-- start PASSAGE --

### This is my first (public) notebook of playing with pyspark

The goal of this notebook is to demonstrare a simple use case of:
1. using pyspark (python wrapper for spark) and access existing spark cluster
2. loading data into spark
3. accessing the data using the rdd-api, dataframe-api, and dataset-api
4. simple data exploration

I'll be using a sample of the gutenberg project - https://web.eecs.umich.edu/~lahiri/gutenberg_dataset.html

#### The settings I'm using here:
- spark: version 2.0.0
- python: 3.5

In [95]:
# First, let's import all the relevant packages
import pyspark #python wrapper for spark
#import urllib3 #ability to access data by url
from pprint import pprint
import matplotlib.pyplot as plt
import numpy as np
from pyspark.mllib.feature import StandardScaler, StandardScalerModel

%matplotlib notebook

In [96]:
# link to existing spark cluster
sc.stop()
sc = pyspark.SparkContext(appName="spark-project")

In [97]:
# Here we demonstrare a usage of the RDD API to read a text file
rdd = sc.textFile("s3n://ak-public-sandbox/datasets/gutenberg_dataset/1/8/*/*/*")
rdd.count()
rdd.take(1) 

['The Project Gutenberg EBook of Told in a French Garden, by Mildred Aldrich']

In [None]:
# Let's see some fitering capabilities
rdd.filter(lambda line: "French" in line).count()

167

In [None]:
# The good-old word count example
term_freq = rdd.flatMap(lambda line: line.split(" ")).map(lambda word: (word,1)).reduceByKey(lambda a,b: a + b)
print("Total number of unique words %s" % term_freq.count())
stop_words = term_freq.takeOrdered(5,lambda a:-a[1])
rare_words = term_freq.takeOrdered(5,lambda a:a[1])
print("5 most frequent words: (word, freq): {0}".format(stop_words))
print("5 least frequent words: (word, freq) {0}".format(rare_words))

In [None]:
# We count the number of occurences of each frequect (by value)
# For example, the term 'the' is the only which occured 37335, so we denote (37335,1).

-- end PASSAGE --
-- start DATASET EXCERPT --

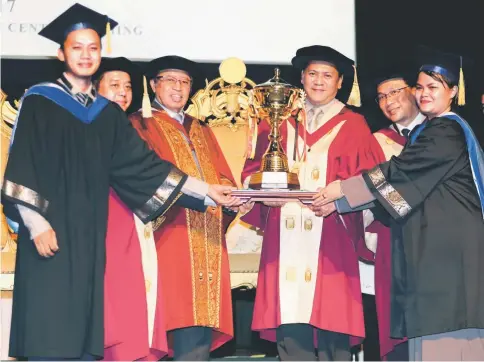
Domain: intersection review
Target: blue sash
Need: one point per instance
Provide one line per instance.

-- end DATASET EXCERPT --

> [INSTRUCTIONS]
**a.** Echo the stretch of the pyspark notebook from "rare_words = term_freq.takeOrdered(5,lambda" through "frequect (by value)".
**b.** Say whether each statement agrees with the pyspark notebook, answering yes or no and quoting the words that decide it: (i) The notebook uses Spark version 2.0.0. (ii) The data comes from a sample of the Gutenberg project. (iii) The notebook runs on Python 2.7.

> [ANSWERS BY TASK]
**a.**
rare_words = term_freq.takeOrdered(5,lambda a:a[1])
print("5 most frequent words: (word, freq): {0}".format(stop_words))
print("5 least frequent words: (word, freq) {0}".format(rare_words))

In [None]:
# We count the number of occurences of each frequect (by value)

**b.**
(i) Yes: "spark: version 2.0.0"
(ii) Yes: "I'll be using a sample of the gutenberg project"
(iii) No: "python: 3.5"